* Task objective: Each line below with the string "dome" should be copied.

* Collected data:
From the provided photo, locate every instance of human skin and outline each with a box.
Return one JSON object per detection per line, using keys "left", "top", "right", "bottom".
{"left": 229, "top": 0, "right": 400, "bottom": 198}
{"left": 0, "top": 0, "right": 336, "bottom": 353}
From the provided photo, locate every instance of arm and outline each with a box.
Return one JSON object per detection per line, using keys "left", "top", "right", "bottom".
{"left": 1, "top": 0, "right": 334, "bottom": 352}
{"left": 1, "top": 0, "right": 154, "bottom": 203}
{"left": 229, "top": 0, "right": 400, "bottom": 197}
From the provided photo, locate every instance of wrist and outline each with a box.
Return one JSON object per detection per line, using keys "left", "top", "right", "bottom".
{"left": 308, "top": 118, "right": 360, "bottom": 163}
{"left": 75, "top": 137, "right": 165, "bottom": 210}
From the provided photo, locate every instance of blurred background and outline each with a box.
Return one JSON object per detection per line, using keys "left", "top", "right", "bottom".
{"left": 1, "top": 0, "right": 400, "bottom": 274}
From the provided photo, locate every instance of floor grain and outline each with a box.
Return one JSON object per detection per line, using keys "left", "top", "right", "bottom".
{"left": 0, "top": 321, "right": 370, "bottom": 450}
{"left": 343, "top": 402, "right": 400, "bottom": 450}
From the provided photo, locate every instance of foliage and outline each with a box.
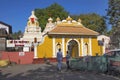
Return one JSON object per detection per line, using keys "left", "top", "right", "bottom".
{"left": 35, "top": 3, "right": 69, "bottom": 31}
{"left": 107, "top": 0, "right": 120, "bottom": 28}
{"left": 106, "top": 0, "right": 120, "bottom": 48}
{"left": 11, "top": 30, "right": 23, "bottom": 39}
{"left": 34, "top": 3, "right": 107, "bottom": 34}
{"left": 72, "top": 13, "right": 107, "bottom": 34}
{"left": 110, "top": 27, "right": 120, "bottom": 49}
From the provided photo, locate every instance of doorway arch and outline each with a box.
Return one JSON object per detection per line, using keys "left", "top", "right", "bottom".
{"left": 67, "top": 39, "right": 79, "bottom": 58}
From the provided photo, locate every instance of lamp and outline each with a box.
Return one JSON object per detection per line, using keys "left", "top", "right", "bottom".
{"left": 57, "top": 42, "right": 61, "bottom": 49}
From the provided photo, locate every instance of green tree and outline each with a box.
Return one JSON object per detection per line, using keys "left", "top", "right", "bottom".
{"left": 106, "top": 0, "right": 120, "bottom": 49}
{"left": 35, "top": 3, "right": 69, "bottom": 31}
{"left": 11, "top": 30, "right": 23, "bottom": 39}
{"left": 72, "top": 13, "right": 107, "bottom": 34}
{"left": 107, "top": 0, "right": 120, "bottom": 28}
{"left": 35, "top": 3, "right": 107, "bottom": 34}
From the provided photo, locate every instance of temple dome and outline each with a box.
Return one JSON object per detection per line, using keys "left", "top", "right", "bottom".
{"left": 66, "top": 16, "right": 72, "bottom": 21}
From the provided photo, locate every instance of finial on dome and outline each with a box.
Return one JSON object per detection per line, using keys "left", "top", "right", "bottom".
{"left": 66, "top": 16, "right": 72, "bottom": 21}
{"left": 29, "top": 10, "right": 37, "bottom": 20}
{"left": 78, "top": 18, "right": 82, "bottom": 23}
{"left": 32, "top": 11, "right": 35, "bottom": 15}
{"left": 56, "top": 17, "right": 61, "bottom": 21}
{"left": 48, "top": 17, "right": 53, "bottom": 23}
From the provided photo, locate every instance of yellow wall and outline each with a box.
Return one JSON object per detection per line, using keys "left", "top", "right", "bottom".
{"left": 55, "top": 38, "right": 62, "bottom": 50}
{"left": 91, "top": 37, "right": 102, "bottom": 56}
{"left": 37, "top": 36, "right": 53, "bottom": 58}
{"left": 83, "top": 38, "right": 89, "bottom": 42}
{"left": 55, "top": 38, "right": 62, "bottom": 43}
{"left": 37, "top": 36, "right": 103, "bottom": 58}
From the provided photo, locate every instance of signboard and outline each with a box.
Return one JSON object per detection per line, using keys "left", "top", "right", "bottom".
{"left": 19, "top": 52, "right": 25, "bottom": 56}
{"left": 23, "top": 47, "right": 29, "bottom": 52}
{"left": 7, "top": 40, "right": 31, "bottom": 47}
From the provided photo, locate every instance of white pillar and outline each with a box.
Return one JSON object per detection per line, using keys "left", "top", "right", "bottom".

* Answer to this problem:
From the provided photo, locate every instance of temple dome and outline each with a box.
From the provided photo, locate every instance of finial on dome and outline each with a box.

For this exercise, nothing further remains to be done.